Edit the listing below so that every "lineup board" becomes "tally sheet", and leave everything else unchanged.

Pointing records
────────────────

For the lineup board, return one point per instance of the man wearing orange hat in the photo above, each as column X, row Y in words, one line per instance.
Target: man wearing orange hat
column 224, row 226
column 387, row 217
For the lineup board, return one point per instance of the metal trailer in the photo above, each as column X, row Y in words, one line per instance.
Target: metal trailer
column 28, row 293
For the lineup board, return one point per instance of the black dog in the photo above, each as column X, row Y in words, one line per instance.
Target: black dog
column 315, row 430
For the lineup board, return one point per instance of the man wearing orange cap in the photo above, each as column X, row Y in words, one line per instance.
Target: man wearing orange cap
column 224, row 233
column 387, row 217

────────────────

◆ Answer to this problem:
For the tally sheet, return one point per instance of the man wearing orange hat in the photo above, each as column X, row Y in words, one line per instance.
Target: man wearing orange hat
column 224, row 226
column 387, row 217
For the tally sheet, return one point per instance of the metal trailer in the photo above, each as column X, row Y in words, one line per instance.
Target: metal trailer
column 28, row 293
For the tally sheet, return one point per instance of the black dog in the photo above, each as column X, row Y in words, one line per instance.
Target: black dog
column 315, row 430
For the tally sheet, return one point per instance of the man wearing orange cap in the photo above, each as column X, row Y in words, one line per instance.
Target: man wearing orange cap
column 224, row 233
column 387, row 217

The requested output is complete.